#### THE TASK:
Copy the data from the line that contains "Please tag every instance of the tower belfry" to its last line, exactly, including both of those lines and leaving out everything before.

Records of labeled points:
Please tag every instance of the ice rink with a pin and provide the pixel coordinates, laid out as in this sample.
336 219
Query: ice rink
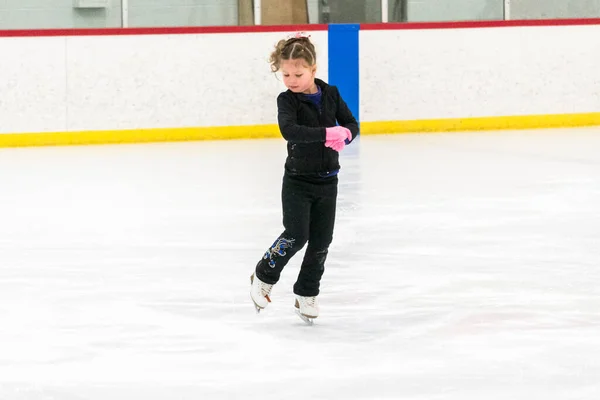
464 266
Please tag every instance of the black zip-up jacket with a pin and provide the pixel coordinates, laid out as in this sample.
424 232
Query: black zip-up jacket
303 126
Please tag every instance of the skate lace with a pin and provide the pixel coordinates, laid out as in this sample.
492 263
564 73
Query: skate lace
309 301
265 290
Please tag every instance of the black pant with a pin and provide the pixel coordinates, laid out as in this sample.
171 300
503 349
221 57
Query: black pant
308 216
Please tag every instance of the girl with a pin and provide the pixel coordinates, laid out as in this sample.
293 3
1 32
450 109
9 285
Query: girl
307 116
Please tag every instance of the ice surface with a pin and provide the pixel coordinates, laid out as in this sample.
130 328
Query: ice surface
464 266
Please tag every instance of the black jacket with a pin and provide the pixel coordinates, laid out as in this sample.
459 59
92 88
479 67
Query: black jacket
303 126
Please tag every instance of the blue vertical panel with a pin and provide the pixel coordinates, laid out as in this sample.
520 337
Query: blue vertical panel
343 62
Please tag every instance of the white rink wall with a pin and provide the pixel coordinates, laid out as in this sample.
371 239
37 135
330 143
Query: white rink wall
89 83
81 83
479 72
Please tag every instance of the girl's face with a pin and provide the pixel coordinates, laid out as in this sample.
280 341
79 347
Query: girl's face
298 76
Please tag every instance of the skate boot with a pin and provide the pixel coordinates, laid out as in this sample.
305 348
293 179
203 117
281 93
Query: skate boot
259 292
307 308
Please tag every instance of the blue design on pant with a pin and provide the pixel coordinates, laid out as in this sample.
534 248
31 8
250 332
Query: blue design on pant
278 249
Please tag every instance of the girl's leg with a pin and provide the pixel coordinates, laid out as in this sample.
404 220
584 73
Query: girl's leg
322 222
296 203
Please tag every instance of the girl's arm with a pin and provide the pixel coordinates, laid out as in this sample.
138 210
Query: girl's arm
344 115
288 123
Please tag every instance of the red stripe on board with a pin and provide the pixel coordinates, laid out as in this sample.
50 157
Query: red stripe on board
479 24
160 30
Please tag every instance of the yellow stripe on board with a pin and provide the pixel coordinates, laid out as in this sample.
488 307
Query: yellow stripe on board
481 123
272 130
139 136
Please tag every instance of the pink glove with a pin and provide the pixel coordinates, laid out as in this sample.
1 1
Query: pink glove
335 137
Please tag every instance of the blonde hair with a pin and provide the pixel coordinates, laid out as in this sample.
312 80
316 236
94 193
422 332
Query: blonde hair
295 48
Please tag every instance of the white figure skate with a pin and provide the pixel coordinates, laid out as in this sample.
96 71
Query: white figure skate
307 308
259 292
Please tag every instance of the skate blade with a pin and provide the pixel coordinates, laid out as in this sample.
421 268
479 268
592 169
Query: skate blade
307 320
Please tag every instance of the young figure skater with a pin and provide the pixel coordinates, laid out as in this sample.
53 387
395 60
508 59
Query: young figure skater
307 116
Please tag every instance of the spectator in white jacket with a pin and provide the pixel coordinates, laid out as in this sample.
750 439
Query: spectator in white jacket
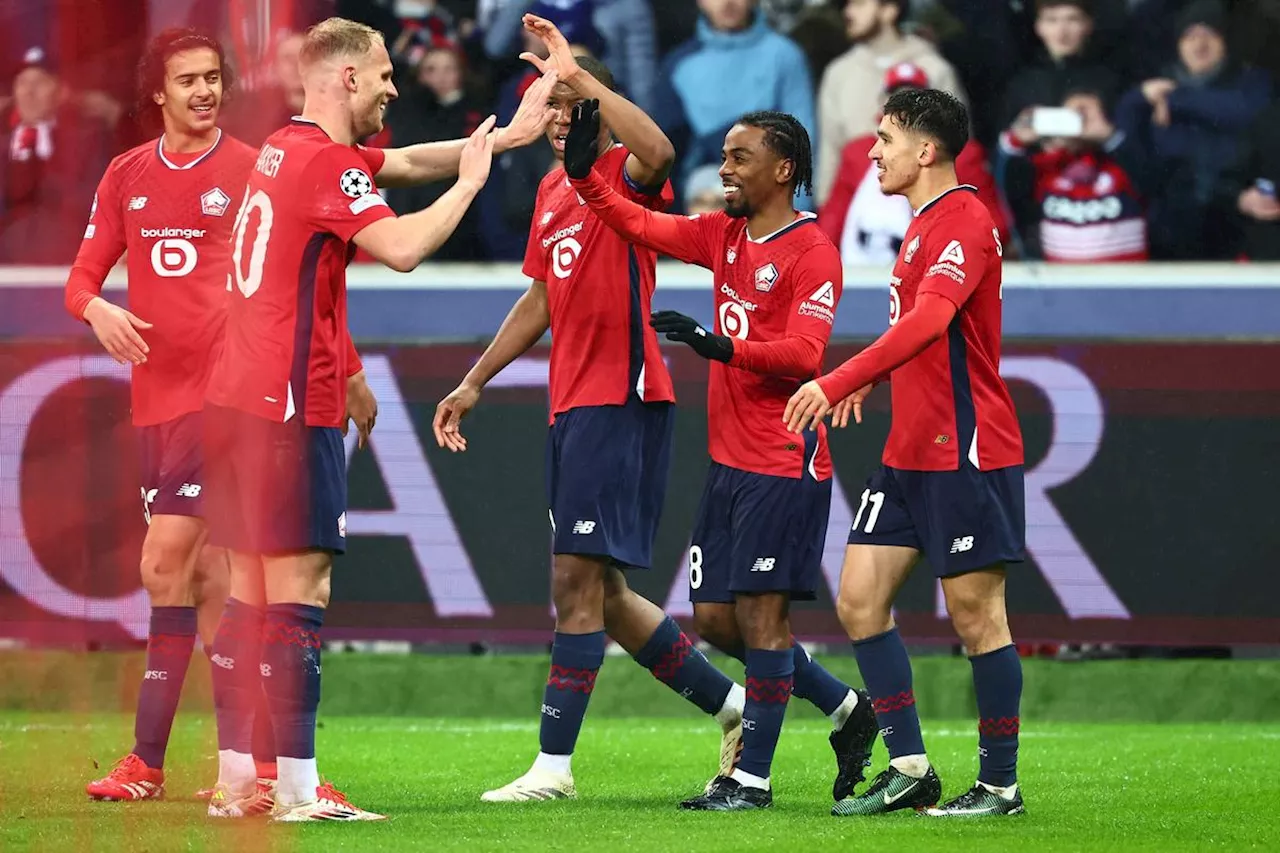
849 97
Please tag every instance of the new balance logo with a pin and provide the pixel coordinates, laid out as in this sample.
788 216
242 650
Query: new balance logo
952 254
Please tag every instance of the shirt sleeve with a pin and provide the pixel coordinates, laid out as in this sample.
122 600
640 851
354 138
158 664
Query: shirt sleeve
959 252
694 240
100 249
343 195
817 284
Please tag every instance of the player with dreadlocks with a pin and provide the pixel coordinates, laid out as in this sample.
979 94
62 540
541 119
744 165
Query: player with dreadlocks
169 204
762 524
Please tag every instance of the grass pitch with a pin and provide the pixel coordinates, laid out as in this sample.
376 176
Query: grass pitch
1088 787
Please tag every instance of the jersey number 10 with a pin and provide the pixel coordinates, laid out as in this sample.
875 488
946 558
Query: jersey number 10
252 279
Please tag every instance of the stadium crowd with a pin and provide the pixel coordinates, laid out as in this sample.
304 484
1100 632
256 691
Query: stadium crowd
1104 129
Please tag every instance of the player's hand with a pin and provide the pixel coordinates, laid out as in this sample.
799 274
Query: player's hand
560 55
850 404
478 155
117 331
361 407
449 413
686 329
584 138
807 407
531 117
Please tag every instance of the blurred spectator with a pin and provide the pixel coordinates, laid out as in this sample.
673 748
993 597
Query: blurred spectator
704 191
1249 188
434 106
1065 63
735 64
251 115
53 156
860 219
622 35
1188 126
848 100
1086 205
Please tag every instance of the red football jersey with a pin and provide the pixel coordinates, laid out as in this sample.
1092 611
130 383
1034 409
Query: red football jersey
950 400
599 290
173 215
287 345
767 288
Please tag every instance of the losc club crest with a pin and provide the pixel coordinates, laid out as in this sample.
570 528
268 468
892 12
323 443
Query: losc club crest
766 277
214 203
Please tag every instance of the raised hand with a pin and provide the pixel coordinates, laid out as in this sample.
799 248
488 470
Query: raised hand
476 156
117 331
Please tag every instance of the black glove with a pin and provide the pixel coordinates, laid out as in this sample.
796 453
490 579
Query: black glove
584 136
686 329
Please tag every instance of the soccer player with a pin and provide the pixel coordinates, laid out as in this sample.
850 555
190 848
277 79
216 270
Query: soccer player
609 442
760 527
277 398
169 204
951 480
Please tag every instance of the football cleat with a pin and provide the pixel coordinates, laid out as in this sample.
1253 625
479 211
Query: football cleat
853 747
892 790
329 804
224 803
534 785
727 794
129 779
979 802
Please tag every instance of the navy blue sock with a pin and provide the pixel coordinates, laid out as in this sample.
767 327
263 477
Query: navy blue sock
816 684
169 644
887 674
264 733
768 687
997 683
234 657
575 661
291 674
672 658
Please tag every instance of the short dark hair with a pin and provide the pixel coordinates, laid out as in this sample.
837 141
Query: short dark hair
1086 7
786 136
933 113
597 69
151 67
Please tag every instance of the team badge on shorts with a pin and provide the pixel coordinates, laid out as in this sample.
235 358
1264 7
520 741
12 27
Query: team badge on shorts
214 203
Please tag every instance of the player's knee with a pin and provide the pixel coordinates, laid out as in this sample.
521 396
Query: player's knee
862 616
165 569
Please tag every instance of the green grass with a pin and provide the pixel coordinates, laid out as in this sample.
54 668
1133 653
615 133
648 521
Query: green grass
1088 787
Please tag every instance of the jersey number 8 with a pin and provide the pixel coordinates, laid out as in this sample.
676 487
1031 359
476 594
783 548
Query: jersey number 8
250 282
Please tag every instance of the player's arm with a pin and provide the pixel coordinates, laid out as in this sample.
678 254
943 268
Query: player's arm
525 324
949 283
99 251
650 153
432 162
403 242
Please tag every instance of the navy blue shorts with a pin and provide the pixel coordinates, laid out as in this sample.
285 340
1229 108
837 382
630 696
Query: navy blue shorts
758 534
960 520
173 466
274 487
607 478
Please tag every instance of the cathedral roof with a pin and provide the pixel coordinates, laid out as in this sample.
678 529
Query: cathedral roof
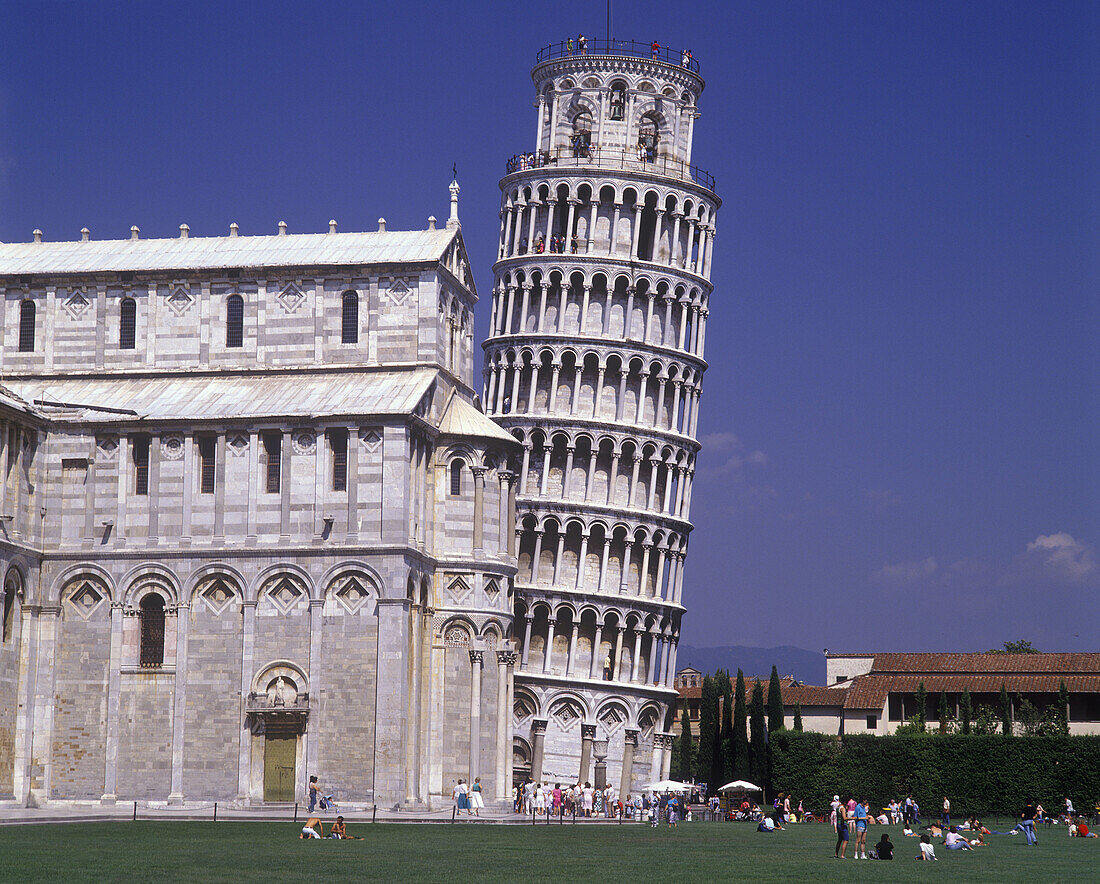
219 397
463 419
292 250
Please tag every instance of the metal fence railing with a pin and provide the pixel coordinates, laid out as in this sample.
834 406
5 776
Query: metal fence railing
611 158
633 48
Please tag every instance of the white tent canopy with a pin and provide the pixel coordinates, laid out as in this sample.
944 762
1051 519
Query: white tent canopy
668 785
740 785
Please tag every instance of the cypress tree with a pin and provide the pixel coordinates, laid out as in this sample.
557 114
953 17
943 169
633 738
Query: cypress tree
727 729
759 739
774 703
966 710
707 729
922 706
685 744
718 757
740 731
1005 711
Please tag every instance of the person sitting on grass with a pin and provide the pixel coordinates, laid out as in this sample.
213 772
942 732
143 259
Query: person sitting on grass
927 852
883 850
955 841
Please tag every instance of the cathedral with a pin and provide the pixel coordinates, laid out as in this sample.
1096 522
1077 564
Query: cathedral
257 523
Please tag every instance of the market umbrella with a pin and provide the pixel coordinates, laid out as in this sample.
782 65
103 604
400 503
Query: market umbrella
740 785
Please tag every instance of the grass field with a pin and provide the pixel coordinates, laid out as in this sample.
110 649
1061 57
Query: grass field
704 851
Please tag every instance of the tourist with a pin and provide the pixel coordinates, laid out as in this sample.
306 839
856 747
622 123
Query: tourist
842 831
883 850
475 797
955 841
860 814
927 852
1027 824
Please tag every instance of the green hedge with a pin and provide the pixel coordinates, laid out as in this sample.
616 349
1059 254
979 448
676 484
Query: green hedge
990 774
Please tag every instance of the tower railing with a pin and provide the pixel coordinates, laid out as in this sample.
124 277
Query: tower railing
637 159
631 48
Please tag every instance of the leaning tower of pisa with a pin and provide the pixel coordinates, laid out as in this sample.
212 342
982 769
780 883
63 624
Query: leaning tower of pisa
594 362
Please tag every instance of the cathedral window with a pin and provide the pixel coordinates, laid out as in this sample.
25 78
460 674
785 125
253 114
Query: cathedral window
206 445
128 324
349 331
273 455
26 327
140 453
9 611
234 321
338 441
152 630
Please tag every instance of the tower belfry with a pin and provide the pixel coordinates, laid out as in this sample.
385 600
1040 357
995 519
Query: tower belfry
594 362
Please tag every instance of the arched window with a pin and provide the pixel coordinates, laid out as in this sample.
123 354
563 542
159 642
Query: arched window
349 329
582 134
152 630
9 611
26 327
618 99
234 321
128 324
647 140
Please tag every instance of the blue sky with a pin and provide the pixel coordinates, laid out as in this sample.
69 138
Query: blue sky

#### EXERCISE SOLUTION:
Please tag every instance of the tower belfry with a pin and provide the pixel coordinates, laid out as in this sample.
385 600
1040 357
995 519
Query: tower belfry
594 362
Please tag every instance of the arched window with a pin and provide the pixel coordinates, laid out as in this sample.
123 354
563 542
159 642
Query: arched window
349 329
582 134
152 630
9 611
26 327
618 99
234 321
128 324
647 140
Please tag every instance of the blue sky with a pin and provide the pixel coordinates, laid out as in this sample.
69 138
Query: blue sky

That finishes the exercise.